== What to produce ==
Rewrite the lines below, replacing "One marker per instance" with "One point per instance" everywhere and leaving everything else unchanged. Omit the pictures from your output.

Point annotations for photos
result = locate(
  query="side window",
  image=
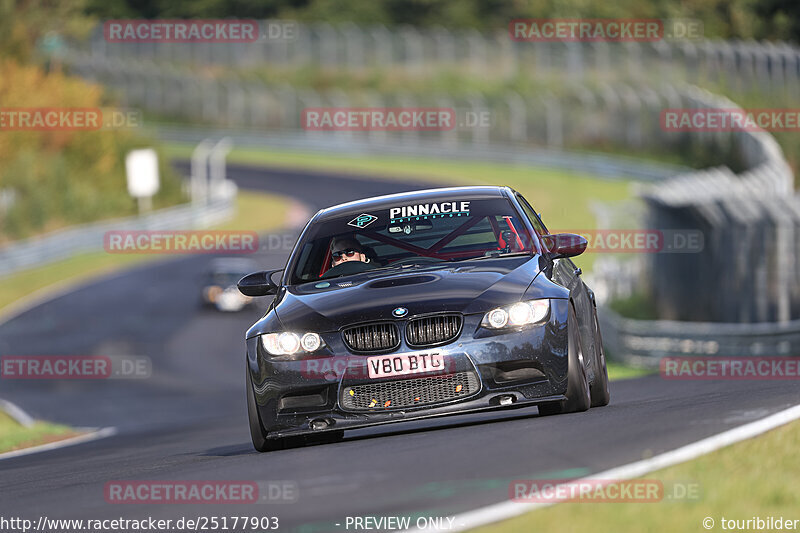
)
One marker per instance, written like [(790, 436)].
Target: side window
[(532, 216)]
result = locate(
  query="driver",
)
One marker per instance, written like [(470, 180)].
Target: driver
[(344, 249)]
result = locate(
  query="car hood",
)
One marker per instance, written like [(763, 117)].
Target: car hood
[(474, 288)]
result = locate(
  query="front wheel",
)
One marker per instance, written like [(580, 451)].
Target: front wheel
[(578, 397), (257, 432), (599, 389)]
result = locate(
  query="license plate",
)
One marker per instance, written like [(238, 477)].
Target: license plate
[(383, 366)]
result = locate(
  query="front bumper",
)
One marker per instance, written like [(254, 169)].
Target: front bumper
[(512, 369)]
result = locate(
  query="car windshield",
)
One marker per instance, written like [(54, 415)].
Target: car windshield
[(408, 235)]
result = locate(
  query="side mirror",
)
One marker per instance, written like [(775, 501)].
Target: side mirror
[(565, 244), (258, 284)]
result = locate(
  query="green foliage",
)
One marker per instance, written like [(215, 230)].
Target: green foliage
[(759, 19)]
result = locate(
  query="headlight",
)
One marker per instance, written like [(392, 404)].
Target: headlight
[(518, 314), (288, 343)]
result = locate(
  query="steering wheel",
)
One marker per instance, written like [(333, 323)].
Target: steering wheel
[(347, 268), (418, 259)]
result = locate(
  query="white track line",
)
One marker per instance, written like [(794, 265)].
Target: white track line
[(80, 439), (17, 413), (508, 509)]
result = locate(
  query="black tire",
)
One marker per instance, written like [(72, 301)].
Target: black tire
[(578, 397), (257, 432), (599, 389)]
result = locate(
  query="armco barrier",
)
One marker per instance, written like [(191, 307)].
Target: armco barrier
[(749, 270), (644, 342)]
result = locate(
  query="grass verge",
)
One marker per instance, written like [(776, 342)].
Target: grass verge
[(255, 211), (15, 436), (753, 478)]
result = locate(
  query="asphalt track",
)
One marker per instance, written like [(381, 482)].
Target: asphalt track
[(188, 420)]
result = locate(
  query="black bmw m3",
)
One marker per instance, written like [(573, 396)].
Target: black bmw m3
[(417, 305)]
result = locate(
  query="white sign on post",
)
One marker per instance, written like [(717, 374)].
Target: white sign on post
[(142, 169)]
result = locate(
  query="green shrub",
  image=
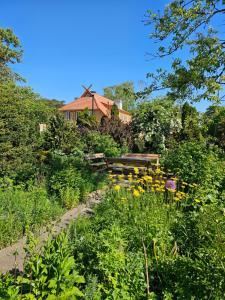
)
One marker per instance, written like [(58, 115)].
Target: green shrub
[(69, 185), (20, 209), (49, 275), (102, 143)]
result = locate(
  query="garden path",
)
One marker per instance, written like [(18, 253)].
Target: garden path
[(7, 257)]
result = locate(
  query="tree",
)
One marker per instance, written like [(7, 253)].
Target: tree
[(187, 25), (21, 111), (191, 123), (61, 135), (124, 92), (10, 53), (156, 124), (214, 119)]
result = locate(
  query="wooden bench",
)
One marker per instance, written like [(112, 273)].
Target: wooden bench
[(127, 165), (96, 161), (151, 156)]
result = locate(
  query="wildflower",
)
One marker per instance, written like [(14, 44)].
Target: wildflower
[(157, 171), (171, 190), (117, 188), (170, 184), (197, 200), (136, 193), (141, 190), (120, 177), (136, 171)]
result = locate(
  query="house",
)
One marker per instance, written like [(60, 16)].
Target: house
[(97, 105)]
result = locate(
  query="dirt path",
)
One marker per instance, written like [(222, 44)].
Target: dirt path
[(7, 257)]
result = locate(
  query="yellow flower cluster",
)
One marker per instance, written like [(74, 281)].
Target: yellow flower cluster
[(152, 181)]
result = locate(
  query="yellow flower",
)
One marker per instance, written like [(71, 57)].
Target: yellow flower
[(171, 190), (117, 188), (136, 193)]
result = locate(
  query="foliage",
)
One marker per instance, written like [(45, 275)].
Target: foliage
[(191, 123), (101, 143), (155, 123), (10, 53), (183, 241), (121, 132), (124, 92), (24, 209), (61, 135), (188, 26), (21, 111), (196, 162), (214, 119), (50, 275), (69, 186)]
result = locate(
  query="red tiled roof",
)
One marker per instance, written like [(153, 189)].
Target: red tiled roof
[(85, 101)]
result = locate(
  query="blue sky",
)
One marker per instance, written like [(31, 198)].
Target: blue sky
[(68, 43)]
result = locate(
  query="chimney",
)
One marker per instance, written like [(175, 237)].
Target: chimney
[(119, 103)]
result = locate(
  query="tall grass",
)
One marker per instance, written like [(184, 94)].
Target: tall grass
[(21, 209)]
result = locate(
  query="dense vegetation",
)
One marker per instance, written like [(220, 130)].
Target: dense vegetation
[(146, 241)]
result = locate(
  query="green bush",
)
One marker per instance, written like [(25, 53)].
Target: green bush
[(49, 275), (102, 143), (197, 163), (20, 209), (69, 186)]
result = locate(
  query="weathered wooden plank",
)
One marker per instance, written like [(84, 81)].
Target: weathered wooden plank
[(129, 160), (95, 156)]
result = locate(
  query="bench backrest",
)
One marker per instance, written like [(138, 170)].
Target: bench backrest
[(129, 161), (142, 155), (95, 156)]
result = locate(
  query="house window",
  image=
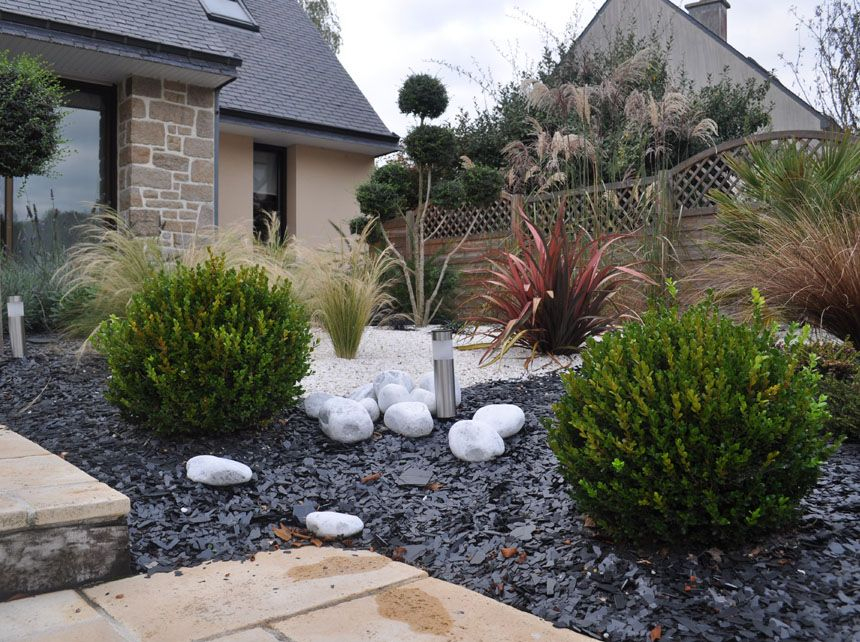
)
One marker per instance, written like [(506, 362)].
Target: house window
[(46, 210), (269, 188), (232, 12)]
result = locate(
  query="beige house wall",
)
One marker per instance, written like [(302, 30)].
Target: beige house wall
[(696, 52), (321, 188), (236, 183)]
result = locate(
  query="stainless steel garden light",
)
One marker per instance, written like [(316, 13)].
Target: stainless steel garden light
[(15, 309), (443, 373)]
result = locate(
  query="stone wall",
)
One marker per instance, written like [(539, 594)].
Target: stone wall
[(166, 148)]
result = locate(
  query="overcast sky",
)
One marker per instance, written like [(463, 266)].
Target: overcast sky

== Written solution ==
result = locate(
  query="side window",
  image=
)
One point per instance, written like [(790, 436)].
Target: side window
[(532, 216)]
result = locate(
  query="driver",
)
One point per instance, written like [(470, 180)].
Target: driver
[(344, 249)]
result = locate(
  query="car hood",
)
One point per instance, written like [(763, 117)].
Target: car hood
[(474, 288)]
result = locate(
  query="front wheel",
)
One point per instance, written like [(580, 451)].
Target: front wheel
[(578, 397), (257, 432), (599, 389)]
result = locate(
  query="license plate",
)
One point per instance, written like [(238, 477)].
Target: license plate
[(383, 366)]
result = locate(
  query="front bumper",
)
One point per instance, written like [(254, 169)].
Target: front bumper
[(512, 369)]
result = locate(
  query="car windshield",
)
One point per instance, written like [(54, 415)].
Target: car windshield
[(408, 235)]
result = locate(
  query="side mirror",
)
One point per instance, written like [(775, 501)].
Target: side mirror
[(565, 244), (258, 284)]
result = locate(
  query="green foliage",
)
One point per instance, written like [(215, 230)].
Target: green foliage
[(759, 19)]
result = locate(
  query="headlight",
)
One point per instance, written like [(392, 404)].
Target: headlight
[(518, 314), (288, 343)]
result = locate(
  query="steering wheel",
)
One point per instance, written like [(333, 323)].
Target: steering wheel
[(347, 268), (418, 259)]
result = locate(
  query="white track line",
)
One point per instance, written like [(794, 265)].
Target: white track line
[(80, 439), (17, 413), (508, 509)]
result = locate(
  query="black tire",
)
One point per instance, written like [(72, 301)].
Target: black tire
[(578, 397), (257, 432), (599, 389)]
result = locate(
  query="armco barrier",
)
One point per instance, written like [(191, 307)].
Target: armco barrier
[(749, 270), (644, 342)]
result = locate(
  query="grass verge",
)
One point per instance, written like [(776, 342)].
Target: grass verge
[(255, 211), (15, 436), (753, 478)]
result = locate(
  query="asphalt track",
)
One point per instance, written like [(381, 482)].
Target: asphalt track
[(188, 420)]
result = locate(
  query="black bmw m3",
)
One point per instance, written like [(573, 396)].
Target: black bmw m3
[(417, 305)]
result = locate(
  query="white sign on post",
)
One point per instance, written like [(717, 374)].
Target: white sign on post
[(142, 169)]
result = locate(
  query="green shrub",
  image=
)
One point per instance, written like [(58, 115)].
Target: green shrub
[(69, 185), (20, 209), (49, 275), (102, 143)]
result = locate(
  query="garden path",
)
One point per instance, written like [(18, 253)].
Target: garden path
[(7, 257)]
result = locate(
  query="tree",
)
One point per instance, written like [(7, 253)].
Target: tree
[(187, 25), (21, 111), (191, 123), (61, 135), (124, 92), (10, 53), (156, 124), (214, 119)]
result = locate(
  query="wooden bench",
)
One point per instance, written like [(112, 273)].
Target: wooden bench
[(127, 165), (96, 161), (151, 156)]
result = locate(
  query="wildflower",
)
One point per instance, written like [(14, 44)].
Target: wildflower
[(157, 171), (171, 190), (117, 188), (170, 184), (197, 200), (136, 193), (141, 190), (120, 177), (136, 171)]
result = locate(
  query="house",
)
One point per instance, written like [(60, 16)].
Target: house
[(97, 105)]
result = locate(
  query="dirt path",
)
One point per instance, written like [(222, 44)].
Target: dirt path
[(7, 257)]
result = locate(
  query="yellow flower cluster",
)
One point per instance, written like [(74, 281)].
Target: yellow flower cluster
[(152, 181)]
result = locate(
  query="yellow flower",
)
One point per instance, written like [(71, 57)].
Target: yellow flower
[(171, 190), (117, 188), (136, 193)]
result = locate(
  query="foliage",
)
One point per instance, written like [(45, 275)].
Target: foliage
[(191, 123), (101, 143), (155, 123), (10, 53), (183, 241), (121, 132), (124, 92), (24, 209), (61, 135), (188, 26), (21, 111), (196, 162), (214, 119), (50, 275), (69, 186)]
result = locate(
  query="red tiled roof",
)
One point per instance, written like [(153, 189)].
Target: red tiled roof
[(85, 101)]
result = locate(
  query="blue sky",
)
One point per instance, written like [(31, 198)].
Target: blue sky
[(68, 43)]
result = locate(
  query="chimney",
)
One point per instance, written like [(175, 237)].
Target: chimney
[(119, 103)]
result = locate(
  query="tall grass",
)
One point per instance, written like [(184, 94)].
Target: tall grass
[(21, 209)]
result = locate(
  query="dense vegetation",
)
One point per instance, written like [(220, 130)].
Target: dense vegetation
[(146, 241)]
result = locate(
  query="green bush",
)
One point per instance, written like [(25, 53)].
Target: green bush
[(49, 275), (102, 143), (197, 163), (20, 209), (69, 186)]
result = locate(
  query="weathered wooden plank",
)
One point per instance, written like [(84, 81)].
Target: weathered wooden plank
[(129, 160), (95, 156)]
result = locate(
  query="bench backrest",
)
One point per instance, written like [(138, 170)].
Target: bench backrest
[(129, 161), (142, 155), (95, 156)]
result = locate(
  query="house window",
  image=
)
One point per instance, written like [(506, 362)].
Target: house window
[(46, 210), (269, 188), (232, 12)]
result = locate(
  query="beige house wall",
)
One point per instance, written like [(302, 30)].
Target: beige house wall
[(696, 52), (321, 188), (236, 183)]
result = locate(
  query="stainless steel garden light",
)
One point per instance, written like [(316, 13)].
Target: stainless steel garden light
[(15, 309), (443, 373)]
result = locate(
  query="stone wall",
)
One point per instance, written like [(539, 594)].
Target: stone wall
[(166, 148)]
result = locate(
  query="overcast sky",
)
One point per instance, written like [(463, 266)].
Target: overcast sky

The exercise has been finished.